To do:
I'd like every record written out again, exactly as it is.
*** Supplied records Section Begins ***
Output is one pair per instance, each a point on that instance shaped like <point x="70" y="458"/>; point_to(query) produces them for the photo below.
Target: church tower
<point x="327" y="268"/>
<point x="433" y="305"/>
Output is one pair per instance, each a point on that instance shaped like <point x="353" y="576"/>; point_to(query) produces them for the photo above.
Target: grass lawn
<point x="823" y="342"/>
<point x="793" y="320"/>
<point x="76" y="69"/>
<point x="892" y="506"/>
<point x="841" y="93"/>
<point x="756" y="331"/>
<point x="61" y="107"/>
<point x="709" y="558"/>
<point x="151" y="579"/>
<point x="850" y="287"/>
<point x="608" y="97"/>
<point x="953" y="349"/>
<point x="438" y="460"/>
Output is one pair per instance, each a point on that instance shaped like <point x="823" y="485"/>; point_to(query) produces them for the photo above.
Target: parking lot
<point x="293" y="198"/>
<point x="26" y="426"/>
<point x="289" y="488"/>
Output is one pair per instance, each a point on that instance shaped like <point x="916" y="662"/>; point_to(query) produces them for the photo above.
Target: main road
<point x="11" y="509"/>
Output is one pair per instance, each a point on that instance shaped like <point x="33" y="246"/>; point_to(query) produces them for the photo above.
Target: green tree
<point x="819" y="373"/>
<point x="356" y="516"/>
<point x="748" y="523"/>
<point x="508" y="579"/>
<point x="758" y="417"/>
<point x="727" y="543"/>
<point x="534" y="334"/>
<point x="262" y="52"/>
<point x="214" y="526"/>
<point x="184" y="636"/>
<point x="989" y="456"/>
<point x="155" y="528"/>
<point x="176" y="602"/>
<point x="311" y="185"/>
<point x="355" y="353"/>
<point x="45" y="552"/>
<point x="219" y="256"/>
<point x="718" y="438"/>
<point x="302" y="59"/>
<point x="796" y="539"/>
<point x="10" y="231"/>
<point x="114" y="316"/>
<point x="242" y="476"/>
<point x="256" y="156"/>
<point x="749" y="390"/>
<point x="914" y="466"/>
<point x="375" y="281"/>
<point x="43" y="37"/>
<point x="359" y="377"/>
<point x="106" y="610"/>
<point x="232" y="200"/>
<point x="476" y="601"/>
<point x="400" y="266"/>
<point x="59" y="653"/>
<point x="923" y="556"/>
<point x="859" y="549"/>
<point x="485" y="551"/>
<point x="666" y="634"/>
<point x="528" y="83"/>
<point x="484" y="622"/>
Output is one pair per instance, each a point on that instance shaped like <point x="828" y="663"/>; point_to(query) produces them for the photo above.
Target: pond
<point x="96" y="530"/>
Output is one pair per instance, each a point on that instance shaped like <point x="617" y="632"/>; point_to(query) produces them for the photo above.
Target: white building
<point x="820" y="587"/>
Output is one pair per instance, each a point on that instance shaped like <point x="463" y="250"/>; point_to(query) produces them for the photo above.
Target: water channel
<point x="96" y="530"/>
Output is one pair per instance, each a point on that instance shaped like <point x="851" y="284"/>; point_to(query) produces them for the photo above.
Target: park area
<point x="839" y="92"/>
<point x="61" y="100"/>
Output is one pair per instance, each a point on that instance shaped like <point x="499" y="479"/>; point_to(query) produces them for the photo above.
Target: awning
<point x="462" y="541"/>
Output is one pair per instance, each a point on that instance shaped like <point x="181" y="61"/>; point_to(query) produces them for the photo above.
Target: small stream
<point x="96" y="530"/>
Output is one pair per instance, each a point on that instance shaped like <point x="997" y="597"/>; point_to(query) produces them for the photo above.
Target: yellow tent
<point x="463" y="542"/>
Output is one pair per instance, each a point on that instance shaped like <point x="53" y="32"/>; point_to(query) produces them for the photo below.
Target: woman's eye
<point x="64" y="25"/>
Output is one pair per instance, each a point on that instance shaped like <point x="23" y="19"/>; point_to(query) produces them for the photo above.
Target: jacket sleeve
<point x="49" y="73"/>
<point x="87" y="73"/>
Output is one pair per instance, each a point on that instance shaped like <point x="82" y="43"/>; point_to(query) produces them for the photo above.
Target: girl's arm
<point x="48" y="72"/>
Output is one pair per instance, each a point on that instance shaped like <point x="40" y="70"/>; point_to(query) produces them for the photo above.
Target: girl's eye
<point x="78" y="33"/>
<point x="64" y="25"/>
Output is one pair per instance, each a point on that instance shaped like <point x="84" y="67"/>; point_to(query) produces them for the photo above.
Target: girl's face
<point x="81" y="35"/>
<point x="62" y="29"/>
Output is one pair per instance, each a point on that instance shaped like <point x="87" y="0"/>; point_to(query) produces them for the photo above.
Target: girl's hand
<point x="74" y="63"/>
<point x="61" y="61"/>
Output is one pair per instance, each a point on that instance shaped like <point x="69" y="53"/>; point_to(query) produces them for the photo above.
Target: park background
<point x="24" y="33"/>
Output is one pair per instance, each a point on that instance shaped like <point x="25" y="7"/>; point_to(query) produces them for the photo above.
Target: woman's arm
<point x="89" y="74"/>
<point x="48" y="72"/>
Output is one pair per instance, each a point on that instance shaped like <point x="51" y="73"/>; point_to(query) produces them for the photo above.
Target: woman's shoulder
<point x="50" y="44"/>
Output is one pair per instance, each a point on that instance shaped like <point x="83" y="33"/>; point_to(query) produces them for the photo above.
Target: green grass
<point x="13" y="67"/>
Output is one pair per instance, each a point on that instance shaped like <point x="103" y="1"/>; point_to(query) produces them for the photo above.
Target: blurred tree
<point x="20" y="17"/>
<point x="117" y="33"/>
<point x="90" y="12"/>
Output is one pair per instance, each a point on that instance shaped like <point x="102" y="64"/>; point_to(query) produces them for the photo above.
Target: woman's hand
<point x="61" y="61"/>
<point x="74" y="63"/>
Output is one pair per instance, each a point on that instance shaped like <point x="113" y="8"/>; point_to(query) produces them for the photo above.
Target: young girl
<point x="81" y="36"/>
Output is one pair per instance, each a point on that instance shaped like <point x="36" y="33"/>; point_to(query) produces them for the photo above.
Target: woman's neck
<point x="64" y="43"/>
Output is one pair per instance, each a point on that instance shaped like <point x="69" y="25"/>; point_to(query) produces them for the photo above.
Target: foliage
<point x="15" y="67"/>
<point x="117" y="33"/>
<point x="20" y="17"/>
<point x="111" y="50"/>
*** Supplied records Section Ends ***
Response:
Output is one pair per instance, each a point on that instance shaped like <point x="70" y="458"/>; point_to(query) produces them for the photo below.
Target: church tower
<point x="327" y="268"/>
<point x="433" y="305"/>
Output is one pair per instance, each a point on that instance shaped like <point x="353" y="576"/>; point_to(query) produces them for the photo above.
Target: grass lawn
<point x="823" y="342"/>
<point x="793" y="320"/>
<point x="76" y="69"/>
<point x="892" y="506"/>
<point x="841" y="93"/>
<point x="756" y="331"/>
<point x="61" y="107"/>
<point x="709" y="558"/>
<point x="151" y="579"/>
<point x="850" y="287"/>
<point x="608" y="97"/>
<point x="953" y="349"/>
<point x="438" y="460"/>
Output is one pair per instance, each a point on that instance shaped like <point x="823" y="485"/>; point_to(query) produces them for the photo above.
Target: parking lot
<point x="293" y="198"/>
<point x="26" y="426"/>
<point x="289" y="488"/>
Output is one pair per instance, each a point on that instance shaped like <point x="916" y="662"/>; point_to(query) produces them for the photo above.
Target: main road
<point x="11" y="509"/>
Output is one pair per instance, each a point on that instance shaped like <point x="33" y="246"/>; point_to(query) produces them for the photo above.
Target: green tree
<point x="819" y="373"/>
<point x="356" y="516"/>
<point x="748" y="523"/>
<point x="508" y="579"/>
<point x="758" y="417"/>
<point x="727" y="543"/>
<point x="534" y="334"/>
<point x="262" y="52"/>
<point x="214" y="526"/>
<point x="184" y="636"/>
<point x="989" y="456"/>
<point x="155" y="528"/>
<point x="176" y="602"/>
<point x="311" y="185"/>
<point x="355" y="353"/>
<point x="45" y="552"/>
<point x="219" y="256"/>
<point x="718" y="438"/>
<point x="302" y="59"/>
<point x="796" y="539"/>
<point x="10" y="231"/>
<point x="114" y="316"/>
<point x="242" y="476"/>
<point x="256" y="156"/>
<point x="749" y="390"/>
<point x="914" y="466"/>
<point x="375" y="281"/>
<point x="43" y="37"/>
<point x="359" y="377"/>
<point x="106" y="610"/>
<point x="232" y="200"/>
<point x="476" y="601"/>
<point x="400" y="266"/>
<point x="59" y="653"/>
<point x="923" y="556"/>
<point x="859" y="549"/>
<point x="485" y="551"/>
<point x="666" y="634"/>
<point x="528" y="83"/>
<point x="484" y="622"/>
Output is one pair per instance, each a point on that instance shaped like <point x="828" y="663"/>; point_to(query) produces them for the photo above.
Target: pond
<point x="96" y="530"/>
Output is one pair per instance, each a point on that instance shaped like <point x="617" y="632"/>; point_to(query) produces them for the photo above.
Target: white building
<point x="820" y="587"/>
Output is one pair per instance, each a point on that instance shaped like <point x="463" y="250"/>; point_to(query) produces them for the photo above.
Target: water channel
<point x="96" y="530"/>
Output is one pair per instance, each a point on that instance shaped like <point x="851" y="284"/>; point_to(query) produces them for the photo above.
Target: park area
<point x="839" y="92"/>
<point x="61" y="100"/>
Output is one pair per instance, each a point on that instance shaped like <point x="499" y="479"/>; point_to(query) produces them for the photo above.
Target: awning
<point x="462" y="541"/>
Output is one pair per instance, each a point on that instance shaped like <point x="181" y="61"/>; point_to(query) produces them for the photo above.
Target: small stream
<point x="96" y="530"/>
Output is one pair per instance, each a point on that instance shaped like <point x="997" y="597"/>; point_to(query) produces them for the photo above.
Target: yellow tent
<point x="463" y="542"/>
Output is one pair per instance, each a point on that instance shaped like <point x="53" y="32"/>; point_to(query) produces them for the photo below.
Target: woman's eye
<point x="64" y="25"/>
Output is one pair per instance, each a point on that instance shaped like <point x="23" y="19"/>; point_to(query) produces them for the photo above.
Target: jacket sleeve
<point x="49" y="73"/>
<point x="87" y="73"/>
Output is one pair per instance, each a point on that instance shaped like <point x="82" y="43"/>; point_to(query) produces them for the photo above.
Target: girl's arm
<point x="48" y="72"/>
Output is one pair per instance, each a point on that instance shaped like <point x="40" y="70"/>; point_to(query) produces them for the photo above.
Target: girl's eye
<point x="78" y="33"/>
<point x="64" y="25"/>
Output is one pair per instance, each a point on that instance shaped like <point x="84" y="67"/>; point_to(query) produces them for the photo above.
Target: girl's face
<point x="81" y="35"/>
<point x="62" y="29"/>
Output is one pair per instance, each a point on that instance shaped like <point x="87" y="0"/>; point_to(query) produces them for the photo above.
Target: girl's hand
<point x="74" y="63"/>
<point x="61" y="61"/>
Output is one pair per instance, each a point on that instance shaped like <point x="69" y="53"/>; point_to(query) produces them for the photo above.
Target: park background
<point x="24" y="33"/>
Output is one pair per instance, each a point on that instance shaped like <point x="25" y="7"/>; point_to(query) produces them for the photo above.
Target: woman's arm
<point x="89" y="74"/>
<point x="48" y="72"/>
Output is one pair per instance, each a point on that instance shaped like <point x="51" y="73"/>; point_to(query) produces them for the photo above.
Target: woman's shoulder
<point x="50" y="44"/>
Output is one pair per instance, each a point on that instance shaped like <point x="83" y="33"/>; point_to(query) produces them for the photo above.
Target: green grass
<point x="13" y="67"/>
Output is one pair per instance, each a point on that instance shaped like <point x="103" y="1"/>; point_to(query) produces them for the photo above.
Target: blurred tree
<point x="20" y="17"/>
<point x="117" y="33"/>
<point x="90" y="12"/>
Output is one pair per instance, each a point on that instance shaped like <point x="102" y="64"/>; point_to(query) produces them for the photo above.
Target: woman's hand
<point x="61" y="61"/>
<point x="74" y="63"/>
Output is one pair per instance, each a point on that instance shaped like <point x="113" y="8"/>; point_to(query) produces them for the photo above.
Target: young girl
<point x="81" y="36"/>
Output is one pair per instance, each a point on that instance shaped like <point x="36" y="33"/>; point_to(query) produces them for the photo above.
Target: woman's neck
<point x="64" y="43"/>
Output is one pair per instance, each a point on that instance shaped like <point x="69" y="25"/>; point_to(query) produces them for the photo above.
Target: foliage
<point x="15" y="67"/>
<point x="117" y="33"/>
<point x="20" y="17"/>
<point x="111" y="50"/>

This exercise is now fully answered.